Copy out the passage about Isaac Harrison Carman starting at "Corporal Isaac Harrison" and ending at "Carmin / Carmen.", updating "United States Government" to "U.S. government".

# Source text
[Start of Attachment]
American Civil War Medal of Honor recipient

Corporal Isaac Harrison Carman (November 17, 1841 to June 3, 1919) was an American soldier who fought in the American Civil War. Carman received the country's highest award for bravery during combat, the Medal of Honor, for his action during the Battle of Vicksburg in Mississippi on 22 May 1863. He was honored with the award on 25 February 1895. Poorly kept records by the United States Government incorrectly spell his name as Carmin / Carmen.

==Biography==
Carman was born on 17 November 1841 in Monmouth County, New Jersey. He joined the 48th Ohio Infantry in September 1861. He was promoted to corporal on 1 May 1863 and by 22 May he performed the act of gallantry that earned him the Medal of Honor. On that day his company was part of a general assault on a fort during the second major assault in the Battle of Vicksburg. Carman was serving as color guard and, though severely wounded in the leg by a bayonet, prevented the capture of the colors by the Confederate forces.
[End of Attachment]
# Information given
[Start of Attachment]
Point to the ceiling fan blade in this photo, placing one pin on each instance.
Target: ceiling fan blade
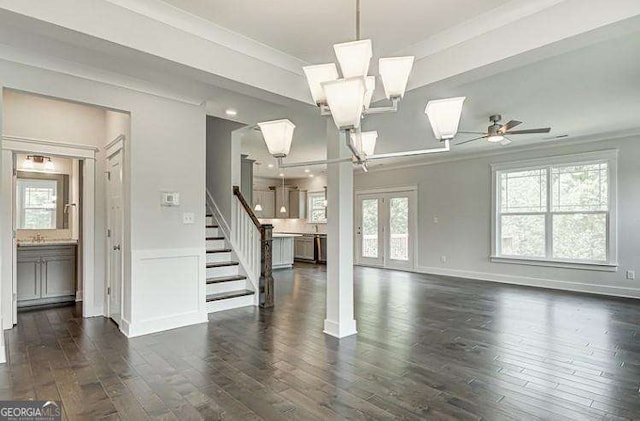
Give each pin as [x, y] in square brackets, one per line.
[510, 125]
[531, 131]
[465, 132]
[471, 140]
[End of Attachment]
# Reply to the task
Corporal Isaac Harrison Carman (November 17, 1841 to June 3, 1919) was an American soldier who fought in the American Civil War. Carman received the country's highest award for bravery during combat, the Medal of Honor, for his action during the Battle of Vicksburg in Mississippi on 22 May 1863. He was honored with the award on 25 February 1895. Poorly kept records by the U.S. government incorrectly spell his name as Carmin / Carmen.